• **Task instructions**: Pick out every line below that contains the word "white" and copy each one in full. Matching is case-sensitive.

• **Provided data**:
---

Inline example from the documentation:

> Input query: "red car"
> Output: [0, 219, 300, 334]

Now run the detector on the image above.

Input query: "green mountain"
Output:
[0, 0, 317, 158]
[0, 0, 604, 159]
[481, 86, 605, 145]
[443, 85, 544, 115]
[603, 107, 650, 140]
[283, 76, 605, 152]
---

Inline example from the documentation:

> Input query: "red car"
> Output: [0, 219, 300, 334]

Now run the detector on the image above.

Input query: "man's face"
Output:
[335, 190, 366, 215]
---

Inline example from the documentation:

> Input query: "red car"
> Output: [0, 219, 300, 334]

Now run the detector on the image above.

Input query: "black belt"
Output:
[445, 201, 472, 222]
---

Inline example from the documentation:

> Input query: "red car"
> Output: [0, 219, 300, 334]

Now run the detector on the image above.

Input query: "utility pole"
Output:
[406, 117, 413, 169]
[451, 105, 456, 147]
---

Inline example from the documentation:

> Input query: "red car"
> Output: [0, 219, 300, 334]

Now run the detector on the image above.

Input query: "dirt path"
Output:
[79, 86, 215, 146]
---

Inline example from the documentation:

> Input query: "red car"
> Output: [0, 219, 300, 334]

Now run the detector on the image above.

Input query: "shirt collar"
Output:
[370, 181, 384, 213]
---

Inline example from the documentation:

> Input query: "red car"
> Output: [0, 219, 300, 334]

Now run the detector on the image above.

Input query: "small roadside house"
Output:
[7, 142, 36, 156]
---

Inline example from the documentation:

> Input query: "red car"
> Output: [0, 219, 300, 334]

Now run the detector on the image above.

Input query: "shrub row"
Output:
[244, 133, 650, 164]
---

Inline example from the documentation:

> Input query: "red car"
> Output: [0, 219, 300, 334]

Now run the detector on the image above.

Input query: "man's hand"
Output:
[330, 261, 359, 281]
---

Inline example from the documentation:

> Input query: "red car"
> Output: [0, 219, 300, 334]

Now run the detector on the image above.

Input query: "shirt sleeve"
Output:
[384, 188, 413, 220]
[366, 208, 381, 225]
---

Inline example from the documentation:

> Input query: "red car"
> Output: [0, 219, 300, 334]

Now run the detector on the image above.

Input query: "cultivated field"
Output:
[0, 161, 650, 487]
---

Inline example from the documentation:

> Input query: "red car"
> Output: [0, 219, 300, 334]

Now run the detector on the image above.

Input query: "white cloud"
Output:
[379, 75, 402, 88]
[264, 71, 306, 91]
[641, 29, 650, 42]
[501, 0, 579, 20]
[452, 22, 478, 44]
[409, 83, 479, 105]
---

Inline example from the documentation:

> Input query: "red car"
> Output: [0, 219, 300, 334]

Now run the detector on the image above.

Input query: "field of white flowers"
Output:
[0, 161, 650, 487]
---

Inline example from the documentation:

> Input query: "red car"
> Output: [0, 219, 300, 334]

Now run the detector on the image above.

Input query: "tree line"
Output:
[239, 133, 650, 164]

• **Final answer**:
Input query: "white cloud"
Input query: "field of white flowers"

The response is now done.